**AIM OF THE TASK**
Repeat all the lines below exactly, but omit the pictures.

(Collected data)
== == ==

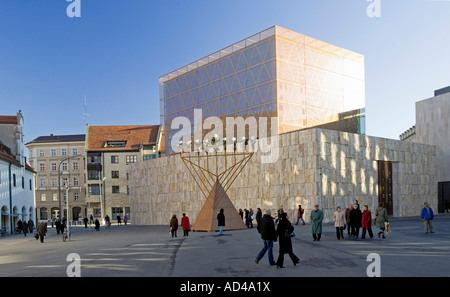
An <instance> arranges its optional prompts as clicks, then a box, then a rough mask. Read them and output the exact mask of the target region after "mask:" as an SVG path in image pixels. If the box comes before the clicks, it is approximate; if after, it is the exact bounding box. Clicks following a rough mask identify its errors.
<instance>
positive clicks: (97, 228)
mask: <svg viewBox="0 0 450 297" xmlns="http://www.w3.org/2000/svg"><path fill="white" fill-rule="evenodd" d="M94 225H95V231H100V221H99V220H98V219H95V222H94Z"/></svg>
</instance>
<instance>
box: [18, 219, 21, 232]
mask: <svg viewBox="0 0 450 297" xmlns="http://www.w3.org/2000/svg"><path fill="white" fill-rule="evenodd" d="M17 232H19V234H21V233H22V220H21V219H19V220H18V221H17Z"/></svg>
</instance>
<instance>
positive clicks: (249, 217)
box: [248, 208, 255, 228]
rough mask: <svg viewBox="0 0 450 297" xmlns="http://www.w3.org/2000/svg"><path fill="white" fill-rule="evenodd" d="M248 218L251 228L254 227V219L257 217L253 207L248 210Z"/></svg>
mask: <svg viewBox="0 0 450 297" xmlns="http://www.w3.org/2000/svg"><path fill="white" fill-rule="evenodd" d="M248 216H249V217H248V219H249V220H250V228H253V220H254V218H255V213H254V212H253V209H251V208H250V210H249V212H248Z"/></svg>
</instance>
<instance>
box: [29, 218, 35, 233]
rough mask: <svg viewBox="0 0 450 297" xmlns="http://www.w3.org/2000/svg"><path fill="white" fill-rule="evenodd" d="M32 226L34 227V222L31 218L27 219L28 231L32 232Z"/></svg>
mask: <svg viewBox="0 0 450 297" xmlns="http://www.w3.org/2000/svg"><path fill="white" fill-rule="evenodd" d="M33 227H34V222H33V220H32V219H29V220H28V230H29V231H30V233H32V232H33Z"/></svg>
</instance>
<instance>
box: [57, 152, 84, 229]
mask: <svg viewBox="0 0 450 297" xmlns="http://www.w3.org/2000/svg"><path fill="white" fill-rule="evenodd" d="M81 156H82V155H73V156H70V157H67V158H64V159H62V160H61V162H59V166H58V200H59V213H58V217H59V219H60V220H61V164H62V163H63V162H65V161H67V160H70V159H73V158H79V157H81ZM67 169H69V165H68V164H67ZM67 199H69V197H67ZM67 215H69V209H67Z"/></svg>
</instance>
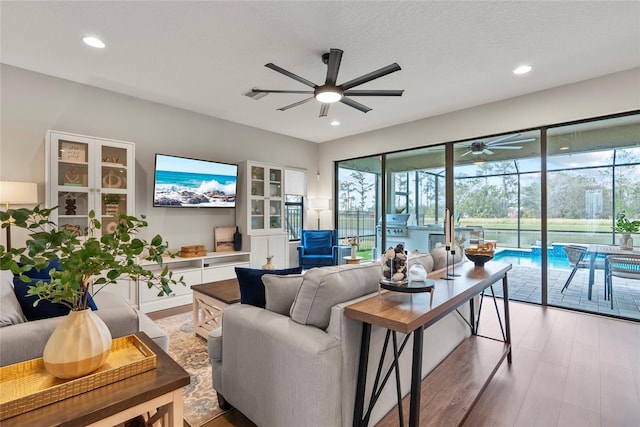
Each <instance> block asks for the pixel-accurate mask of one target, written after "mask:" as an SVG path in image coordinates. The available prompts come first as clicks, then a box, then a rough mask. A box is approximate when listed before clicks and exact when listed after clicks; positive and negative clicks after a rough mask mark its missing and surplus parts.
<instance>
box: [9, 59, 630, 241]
mask: <svg viewBox="0 0 640 427" xmlns="http://www.w3.org/2000/svg"><path fill="white" fill-rule="evenodd" d="M0 77H1V80H0V83H1V86H0V89H1V94H0V106H1V111H0V124H1V131H0V179H10V180H15V181H33V182H37V183H38V184H39V192H40V200H42V201H44V136H45V132H46V130H47V129H55V130H61V131H67V132H74V133H80V134H86V135H93V136H102V137H105V138H114V139H122V140H128V141H132V142H135V143H136V163H137V164H136V199H137V200H136V205H137V213H138V214H146V215H147V216H148V218H149V220H150V224H151V226H150V229H149V231H150V232H153V233H161V234H162V235H163V236H164V237H165V238H167V239H168V240H169V242H170V243H171V245H172V246H174V247H178V246H181V245H185V244H197V243H201V244H206V245H207V246H208V247H211V246H212V244H213V241H212V240H213V237H212V234H213V231H212V230H213V227H214V226H217V225H229V224H233V223H234V222H235V218H234V213H233V210H230V209H220V210H204V209H203V210H195V209H173V210H172V209H168V208H152V207H151V192H152V188H153V183H152V179H153V176H152V174H153V158H154V157H153V156H154V154H155V153H156V152H161V153H167V154H179V155H183V156H190V157H198V158H205V159H218V160H220V161H225V162H232V163H235V162H239V161H242V160H246V159H250V160H257V161H266V162H271V163H277V164H282V165H286V166H294V167H300V168H304V169H307V170H308V185H309V189H308V191H309V196H310V197H330V198H332V199H333V198H334V195H333V185H334V184H333V162H334V161H336V160H343V159H348V158H353V157H359V156H366V155H371V154H376V153H382V152H388V151H394V150H400V149H405V148H413V147H420V146H424V145H428V144H436V143H442V142H447V141H455V140H460V139H466V138H472V137H479V136H484V135H491V134H495V133H501V132H506V131H510V130H519V129H524V128H531V127H536V126H541V125H548V124H553V123H560V122H565V121H571V120H578V119H583V118H589V117H596V116H601V115H607V114H612V113H617V112H624V111H630V110H635V109H640V68H636V69H632V70H628V71H624V72H620V73H615V74H611V75H608V76H604V77H601V78H597V79H592V80H587V81H584V82H580V83H575V84H571V85H567V86H563V87H560V88H555V89H550V90H546V91H541V92H538V93H534V94H530V95H524V96H520V97H517V98H512V99H508V100H504V101H500V102H495V103H492V104H487V105H483V106H479V107H474V108H469V109H466V110H460V111H456V112H452V113H448V114H443V115H441V116H436V117H430V118H426V119H423V120H418V121H415V122H411V123H407V124H403V125H398V126H393V127H389V128H385V129H381V130H378V131H374V132H368V133H364V134H360V135H355V136H351V137H347V138H342V139H338V140H334V141H330V142H325V143H322V144H319V145H317V144H315V143H311V142H308V141H303V140H300V139H295V138H290V137H286V136H282V135H277V134H273V133H269V132H266V131H262V130H259V129H255V128H251V127H247V126H243V125H238V124H234V123H231V122H227V121H224V120H219V119H215V118H211V117H207V116H203V115H200V114H196V113H192V112H189V111H185V110H180V109H176V108H172V107H168V106H165V105H161V104H156V103H152V102H147V101H143V100H140V99H137V98H132V97H128V96H124V95H120V94H116V93H113V92H108V91H104V90H101V89H96V88H92V87H90V86H85V85H81V84H77V83H73V82H69V81H66V80H61V79H57V78H55V77H50V76H45V75H42V74H37V73H33V72H29V71H25V70H21V69H18V68H14V67H11V66H7V65H2V66H1V68H0ZM453 96H457V95H456V94H453ZM318 159H319V160H318ZM318 168H319V171H320V182H319V183H317V182H316V176H315V173H316V171H317V170H318ZM316 221H317V217H316V216H315V215H314V214H313V213H308V215H307V223H308V224H309V227H310V228H315V227H316ZM332 222H333V216H332V213H331V212H329V211H325V212H322V213H321V227H322V228H329V227H332ZM2 235H4V233H2ZM16 238H17V237H16ZM1 239H3V237H0V241H2V240H1Z"/></svg>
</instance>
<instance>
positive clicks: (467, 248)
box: [464, 248, 493, 267]
mask: <svg viewBox="0 0 640 427" xmlns="http://www.w3.org/2000/svg"><path fill="white" fill-rule="evenodd" d="M469 249H471V251H470V250H469ZM473 249H474V248H467V249H465V250H464V254H465V255H466V256H467V258H469V259H470V260H471V261H473V263H474V264H475V265H476V267H484V264H485V263H486V262H487V261H491V260H492V259H493V252H491V253H487V252H483V253H478V252H475V251H474V250H473Z"/></svg>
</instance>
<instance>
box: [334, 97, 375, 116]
mask: <svg viewBox="0 0 640 427" xmlns="http://www.w3.org/2000/svg"><path fill="white" fill-rule="evenodd" d="M340 102H342V103H343V104H347V105H348V106H349V107H353V108H355V109H356V110H360V111H362V112H363V113H367V112H369V111H371V108H369V107H367V106H366V105H362V104H360V103H359V102H356V101H354V100H353V99H349V98H347V97H345V96H343V97H342V99H341V100H340Z"/></svg>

== == ==

**RESPONSE TO THE TASK**
An <instance> arranges its optional prompts as clicks, then a box, then a rough mask. Read them and output the exact mask of the target region after "mask:" as an SVG path in image pixels. If the box comes before the clicks, it is approximate; if after, it is the exact bounding box. Clicks following a rough mask identify its errors.
<instance>
positive clicks: (97, 228)
mask: <svg viewBox="0 0 450 297" xmlns="http://www.w3.org/2000/svg"><path fill="white" fill-rule="evenodd" d="M94 225H95V231H100V221H99V220H98V219H95V222H94Z"/></svg>
</instance>
<instance>
box: [18, 219, 21, 232]
mask: <svg viewBox="0 0 450 297" xmlns="http://www.w3.org/2000/svg"><path fill="white" fill-rule="evenodd" d="M17 232H19V234H21V233H22V220H21V219H19V220H18V221H17Z"/></svg>
</instance>
<instance>
positive clicks: (249, 217)
box: [248, 208, 255, 228]
rough mask: <svg viewBox="0 0 450 297" xmlns="http://www.w3.org/2000/svg"><path fill="white" fill-rule="evenodd" d="M248 218L251 228L254 227V219L257 217L253 207L248 210Z"/></svg>
mask: <svg viewBox="0 0 450 297" xmlns="http://www.w3.org/2000/svg"><path fill="white" fill-rule="evenodd" d="M248 216H249V217H248V219H249V220H250V228H253V220H254V218H255V213H254V212H253V209H251V208H250V210H249V212H248Z"/></svg>
</instance>
<instance>
box: [29, 218, 35, 233]
rough mask: <svg viewBox="0 0 450 297" xmlns="http://www.w3.org/2000/svg"><path fill="white" fill-rule="evenodd" d="M32 226L34 227V222L31 218L27 219L28 231L32 232Z"/></svg>
mask: <svg viewBox="0 0 450 297" xmlns="http://www.w3.org/2000/svg"><path fill="white" fill-rule="evenodd" d="M33 227H34V222H33V220H32V219H29V220H28V230H29V231H30V233H32V232H33Z"/></svg>
</instance>
<instance>
box: [57, 152, 84, 229]
mask: <svg viewBox="0 0 450 297" xmlns="http://www.w3.org/2000/svg"><path fill="white" fill-rule="evenodd" d="M81 156H82V155H73V156H70V157H67V158H64V159H62V160H61V162H59V166H58V200H59V213H58V217H59V219H60V220H61V164H62V163H63V162H65V161H67V160H70V159H73V158H79V157H81ZM67 169H69V165H68V164H67ZM67 199H69V197H67ZM67 215H69V209H67Z"/></svg>
</instance>
Each <instance> block asks for the pixel-accurate mask of one target, written after "mask:" as an SVG path in image coordinates. The available prompts come first as clicks, then a box, then a rough mask. A box is approximate when listed before clicks and exact when listed after clicks; positive and negative clicks after a rough mask mark its missing and surplus parts.
<instance>
box: [9, 59, 630, 241]
mask: <svg viewBox="0 0 640 427" xmlns="http://www.w3.org/2000/svg"><path fill="white" fill-rule="evenodd" d="M0 77H1V80H0V83H1V86H0V89H1V94H0V106H1V111H0V124H1V131H0V179H10V180H15V181H33V182H37V183H38V184H39V192H40V200H42V201H44V136H45V132H46V130H47V129H55V130H61V131H67V132H74V133H80V134H86V135H93V136H102V137H105V138H114V139H122V140H128V141H132V142H135V143H136V163H137V164H136V199H137V200H136V205H137V213H138V214H146V215H147V216H148V218H149V220H150V224H151V226H150V229H149V231H150V232H153V233H161V234H162V235H163V236H164V237H165V238H167V239H168V240H169V242H170V243H171V245H172V246H174V247H178V246H181V245H185V244H197V243H201V244H206V245H207V246H208V247H211V246H212V244H213V241H212V240H213V237H212V234H213V231H212V230H213V227H214V226H217V225H229V224H233V223H234V222H235V218H234V213H233V210H230V209H220V210H204V209H203V210H195V209H173V210H172V209H168V208H152V207H151V192H152V188H153V183H152V179H153V176H152V174H153V158H154V157H153V156H154V154H155V153H156V152H161V153H167V154H179V155H183V156H190V157H198V158H205V159H218V160H220V161H225V162H232V163H235V162H239V161H242V160H246V159H250V160H257V161H266V162H271V163H277V164H282V165H286V166H294V167H300V168H304V169H307V170H308V185H309V189H308V191H309V196H310V197H330V198H332V199H333V198H334V195H333V185H334V184H333V162H334V161H336V160H343V159H348V158H353V157H359V156H366V155H371V154H376V153H382V152H388V151H394V150H400V149H405V148H413V147H420V146H424V145H428V144H436V143H442V142H447V141H455V140H460V139H466V138H472V137H479V136H484V135H491V134H495V133H501V132H506V131H510V130H519V129H524V128H531V127H536V126H541V125H548V124H553V123H560V122H565V121H571V120H578V119H583V118H589V117H596V116H601V115H607V114H612V113H617V112H624V111H630V110H635V109H640V68H636V69H632V70H628V71H624V72H620V73H615V74H611V75H608V76H604V77H601V78H597V79H592V80H587V81H584V82H580V83H575V84H571V85H567V86H563V87H560V88H555V89H550V90H546V91H541V92H538V93H534V94H530V95H524V96H520V97H517V98H512V99H508V100H504V101H500V102H495V103H492V104H487V105H483V106H479V107H474V108H469V109H466V110H460V111H456V112H452V113H448V114H443V115H441V116H436V117H430V118H426V119H423V120H418V121H415V122H411V123H407V124H403V125H398V126H393V127H389V128H385V129H381V130H378V131H374V132H368V133H364V134H360V135H355V136H351V137H347V138H342V139H338V140H334V141H330V142H325V143H322V144H319V145H317V144H315V143H311V142H308V141H303V140H300V139H295V138H290V137H286V136H282V135H277V134H273V133H269V132H266V131H262V130H259V129H255V128H251V127H247V126H243V125H238V124H234V123H231V122H227V121H224V120H219V119H215V118H211V117H207V116H203V115H200V114H196V113H192V112H189V111H185V110H180V109H176V108H172V107H168V106H165V105H161V104H156V103H152V102H147V101H143V100H140V99H137V98H132V97H128V96H124V95H120V94H116V93H113V92H108V91H104V90H101V89H96V88H92V87H90V86H85V85H81V84H77V83H73V82H69V81H66V80H61V79H57V78H55V77H50V76H45V75H42V74H37V73H33V72H29V71H25V70H21V69H18V68H14V67H11V66H7V65H2V66H1V68H0ZM453 96H457V95H456V94H453ZM318 159H319V160H318ZM318 168H319V171H320V182H319V183H317V182H316V176H315V173H316V171H317V170H318ZM316 221H317V217H316V216H315V215H314V214H313V213H308V215H307V223H308V224H309V227H310V228H315V227H316ZM332 222H333V216H332V213H331V212H329V211H325V212H322V213H321V227H322V228H329V227H332ZM2 235H4V233H2ZM16 238H17V237H16ZM1 239H3V237H0V241H2V240H1Z"/></svg>
</instance>
<instance>
positive clicks: (467, 248)
box: [464, 248, 493, 267]
mask: <svg viewBox="0 0 640 427" xmlns="http://www.w3.org/2000/svg"><path fill="white" fill-rule="evenodd" d="M469 249H471V251H470V250H469ZM473 249H474V248H467V249H465V250H464V254H465V255H466V256H467V258H469V259H470V260H471V261H473V263H474V264H475V265H476V267H484V264H485V263H486V262H487V261H491V260H492V259H493V252H491V253H487V252H483V253H478V252H475V251H474V250H473Z"/></svg>
</instance>
<instance>
box: [334, 97, 375, 116]
mask: <svg viewBox="0 0 640 427" xmlns="http://www.w3.org/2000/svg"><path fill="white" fill-rule="evenodd" d="M340 102H342V103H343V104H347V105H348V106H349V107H353V108H355V109H356V110H360V111H362V112H363V113H367V112H369V111H371V108H369V107H367V106H366V105H362V104H360V103H359V102H356V101H354V100H353V99H349V98H347V97H345V96H343V97H342V99H341V100H340Z"/></svg>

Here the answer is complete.